State how many lines in the items below contain the string "minivan", with case counting, so uppercase and lowercase letters do not match each other. Give the number alone.

Given records:
══════════

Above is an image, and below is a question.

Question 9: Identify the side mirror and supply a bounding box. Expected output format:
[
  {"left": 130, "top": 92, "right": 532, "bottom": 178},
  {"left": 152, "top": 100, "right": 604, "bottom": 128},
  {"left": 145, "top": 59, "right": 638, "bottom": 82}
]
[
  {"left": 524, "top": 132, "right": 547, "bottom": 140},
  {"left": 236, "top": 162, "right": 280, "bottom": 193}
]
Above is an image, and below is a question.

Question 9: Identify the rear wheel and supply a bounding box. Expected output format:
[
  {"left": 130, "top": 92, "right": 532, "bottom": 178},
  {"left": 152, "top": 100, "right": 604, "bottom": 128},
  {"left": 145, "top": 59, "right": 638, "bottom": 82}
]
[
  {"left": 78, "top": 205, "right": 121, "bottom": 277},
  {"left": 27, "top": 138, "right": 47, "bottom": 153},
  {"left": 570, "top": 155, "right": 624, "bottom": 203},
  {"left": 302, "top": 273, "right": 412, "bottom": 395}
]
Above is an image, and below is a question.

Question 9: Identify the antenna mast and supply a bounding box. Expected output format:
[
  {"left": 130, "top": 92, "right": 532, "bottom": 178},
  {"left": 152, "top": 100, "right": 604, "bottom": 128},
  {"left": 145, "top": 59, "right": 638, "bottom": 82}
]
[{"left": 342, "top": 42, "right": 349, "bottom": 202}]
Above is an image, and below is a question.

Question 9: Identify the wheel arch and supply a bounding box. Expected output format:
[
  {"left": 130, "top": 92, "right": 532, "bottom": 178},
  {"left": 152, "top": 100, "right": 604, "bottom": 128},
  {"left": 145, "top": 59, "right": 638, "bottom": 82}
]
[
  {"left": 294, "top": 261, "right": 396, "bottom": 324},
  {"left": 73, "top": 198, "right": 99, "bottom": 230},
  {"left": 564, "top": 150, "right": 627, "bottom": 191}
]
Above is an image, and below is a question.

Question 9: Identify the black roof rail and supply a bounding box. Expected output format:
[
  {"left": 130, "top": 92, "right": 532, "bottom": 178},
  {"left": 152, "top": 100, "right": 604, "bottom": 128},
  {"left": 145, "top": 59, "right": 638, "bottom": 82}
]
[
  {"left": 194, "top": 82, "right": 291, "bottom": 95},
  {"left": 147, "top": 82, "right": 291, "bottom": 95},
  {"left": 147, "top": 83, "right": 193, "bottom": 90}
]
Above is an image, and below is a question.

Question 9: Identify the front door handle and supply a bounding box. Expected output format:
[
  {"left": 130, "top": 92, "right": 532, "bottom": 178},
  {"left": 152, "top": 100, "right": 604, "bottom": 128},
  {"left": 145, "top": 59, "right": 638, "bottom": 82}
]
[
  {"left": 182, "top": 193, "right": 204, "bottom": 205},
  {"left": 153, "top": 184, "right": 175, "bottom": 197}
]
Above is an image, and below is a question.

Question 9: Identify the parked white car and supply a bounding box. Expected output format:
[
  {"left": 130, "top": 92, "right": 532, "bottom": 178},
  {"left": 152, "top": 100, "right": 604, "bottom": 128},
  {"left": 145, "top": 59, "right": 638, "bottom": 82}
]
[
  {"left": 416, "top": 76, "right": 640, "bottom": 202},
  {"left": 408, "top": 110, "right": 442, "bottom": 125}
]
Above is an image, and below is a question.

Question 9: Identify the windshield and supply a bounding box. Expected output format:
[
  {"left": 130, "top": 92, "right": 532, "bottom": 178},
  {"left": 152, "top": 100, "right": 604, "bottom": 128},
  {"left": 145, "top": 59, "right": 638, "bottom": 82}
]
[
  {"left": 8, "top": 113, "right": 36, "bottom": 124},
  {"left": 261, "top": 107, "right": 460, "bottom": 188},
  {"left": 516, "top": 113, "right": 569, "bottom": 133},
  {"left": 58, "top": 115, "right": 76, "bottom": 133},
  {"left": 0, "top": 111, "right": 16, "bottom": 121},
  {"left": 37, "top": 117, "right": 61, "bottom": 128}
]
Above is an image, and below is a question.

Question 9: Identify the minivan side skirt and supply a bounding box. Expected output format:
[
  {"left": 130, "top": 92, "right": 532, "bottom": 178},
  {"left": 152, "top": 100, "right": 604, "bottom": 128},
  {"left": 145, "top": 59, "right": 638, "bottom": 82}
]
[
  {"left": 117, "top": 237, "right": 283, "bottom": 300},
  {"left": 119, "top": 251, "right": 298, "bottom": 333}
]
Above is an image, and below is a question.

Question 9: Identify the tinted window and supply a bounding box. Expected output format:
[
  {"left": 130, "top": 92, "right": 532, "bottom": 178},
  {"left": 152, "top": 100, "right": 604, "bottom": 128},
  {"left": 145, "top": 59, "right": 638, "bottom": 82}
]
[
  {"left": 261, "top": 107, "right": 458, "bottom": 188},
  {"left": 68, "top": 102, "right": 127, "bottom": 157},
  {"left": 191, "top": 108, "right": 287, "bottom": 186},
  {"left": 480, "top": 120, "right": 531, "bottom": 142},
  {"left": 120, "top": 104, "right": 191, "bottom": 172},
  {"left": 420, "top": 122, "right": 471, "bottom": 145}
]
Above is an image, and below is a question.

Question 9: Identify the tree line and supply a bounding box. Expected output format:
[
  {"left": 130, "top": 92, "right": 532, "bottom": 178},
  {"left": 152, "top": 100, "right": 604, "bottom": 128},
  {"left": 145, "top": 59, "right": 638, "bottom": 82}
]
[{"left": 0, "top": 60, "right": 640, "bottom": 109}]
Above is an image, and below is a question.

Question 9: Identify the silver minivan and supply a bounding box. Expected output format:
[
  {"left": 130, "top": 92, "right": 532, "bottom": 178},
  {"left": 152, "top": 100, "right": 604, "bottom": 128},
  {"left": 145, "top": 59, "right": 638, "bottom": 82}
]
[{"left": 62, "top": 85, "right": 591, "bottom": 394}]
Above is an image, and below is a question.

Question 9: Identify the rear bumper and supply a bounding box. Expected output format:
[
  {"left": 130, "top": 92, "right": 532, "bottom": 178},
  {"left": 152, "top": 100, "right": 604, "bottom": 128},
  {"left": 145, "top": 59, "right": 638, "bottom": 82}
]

══════════

Solution to the problem:
2